MATERIAL FOR THIS EXERCISE:
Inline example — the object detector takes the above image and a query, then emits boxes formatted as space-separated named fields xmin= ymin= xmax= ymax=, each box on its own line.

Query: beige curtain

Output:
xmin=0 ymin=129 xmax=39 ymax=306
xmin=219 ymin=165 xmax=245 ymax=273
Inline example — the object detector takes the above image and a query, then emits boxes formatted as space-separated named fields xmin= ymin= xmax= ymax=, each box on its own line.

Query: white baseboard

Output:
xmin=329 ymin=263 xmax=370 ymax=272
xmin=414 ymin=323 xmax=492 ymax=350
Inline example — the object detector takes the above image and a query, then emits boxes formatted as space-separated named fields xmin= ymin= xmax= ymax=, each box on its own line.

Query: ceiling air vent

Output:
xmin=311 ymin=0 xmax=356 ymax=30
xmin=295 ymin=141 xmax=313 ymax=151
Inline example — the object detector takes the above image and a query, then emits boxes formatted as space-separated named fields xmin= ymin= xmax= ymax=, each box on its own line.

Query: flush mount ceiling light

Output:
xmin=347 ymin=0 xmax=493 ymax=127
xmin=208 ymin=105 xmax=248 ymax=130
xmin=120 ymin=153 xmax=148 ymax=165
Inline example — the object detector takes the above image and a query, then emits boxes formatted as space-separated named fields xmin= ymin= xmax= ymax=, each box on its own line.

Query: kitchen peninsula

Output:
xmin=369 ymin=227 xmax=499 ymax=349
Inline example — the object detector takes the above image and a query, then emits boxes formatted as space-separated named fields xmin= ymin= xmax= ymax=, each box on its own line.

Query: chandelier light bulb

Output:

TO DO: Scan the data above for the string "ceiling" and copy each line where it appears.

FINISHED TASK:
Query: ceiling air vent
Query: flush mount ceiling light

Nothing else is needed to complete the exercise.